START DATASET RECORDS
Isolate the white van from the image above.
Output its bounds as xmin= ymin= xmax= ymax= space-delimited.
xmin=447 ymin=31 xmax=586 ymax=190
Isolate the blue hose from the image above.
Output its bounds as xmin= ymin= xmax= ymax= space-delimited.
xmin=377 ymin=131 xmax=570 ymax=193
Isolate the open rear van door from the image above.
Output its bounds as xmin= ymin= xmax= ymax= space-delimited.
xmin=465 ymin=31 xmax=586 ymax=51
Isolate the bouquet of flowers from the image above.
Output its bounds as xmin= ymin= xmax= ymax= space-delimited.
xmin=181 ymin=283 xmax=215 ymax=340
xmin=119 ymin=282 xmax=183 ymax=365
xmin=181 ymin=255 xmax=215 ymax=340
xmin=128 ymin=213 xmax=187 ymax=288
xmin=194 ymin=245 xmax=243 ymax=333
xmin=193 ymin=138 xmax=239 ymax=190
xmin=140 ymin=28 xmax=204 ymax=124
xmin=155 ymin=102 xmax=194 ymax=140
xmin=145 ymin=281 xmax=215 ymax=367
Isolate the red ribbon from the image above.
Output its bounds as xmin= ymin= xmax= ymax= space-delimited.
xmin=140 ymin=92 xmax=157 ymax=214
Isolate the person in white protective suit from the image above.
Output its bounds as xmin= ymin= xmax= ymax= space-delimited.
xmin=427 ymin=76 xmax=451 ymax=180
END DATASET RECORDS
→ STATED GOAL
Copy out all of the entries above word for word, changing nothing.

→ SOLVED EXERCISE
Isolate the white van from the image above.
Output its bounds as xmin= ymin= xmax= ymax= space-delimited.
xmin=447 ymin=31 xmax=586 ymax=190
Isolate the blue hose from the image above.
Output its bounds as xmin= ymin= xmax= ymax= space-delimited.
xmin=377 ymin=131 xmax=570 ymax=193
Isolate the open rear van door from the image above.
Output its bounds as xmin= ymin= xmax= ymax= space-delimited.
xmin=465 ymin=31 xmax=586 ymax=51
Isolate the bouquet of flowers from the image above.
Output its bounds as xmin= ymin= xmax= ymax= space-delimited.
xmin=181 ymin=283 xmax=215 ymax=340
xmin=119 ymin=282 xmax=183 ymax=365
xmin=181 ymin=255 xmax=215 ymax=340
xmin=128 ymin=213 xmax=187 ymax=288
xmin=194 ymin=245 xmax=243 ymax=333
xmin=193 ymin=138 xmax=239 ymax=190
xmin=140 ymin=28 xmax=204 ymax=124
xmin=155 ymin=102 xmax=194 ymax=140
xmin=145 ymin=281 xmax=215 ymax=367
Isolate the red ribbon from the image above.
Output its bounds as xmin= ymin= xmax= ymax= space-delimited.
xmin=140 ymin=92 xmax=157 ymax=214
Isolate the person in white protective suit from the image above.
Output its bounds as xmin= ymin= xmax= ymax= space-delimited.
xmin=427 ymin=76 xmax=451 ymax=180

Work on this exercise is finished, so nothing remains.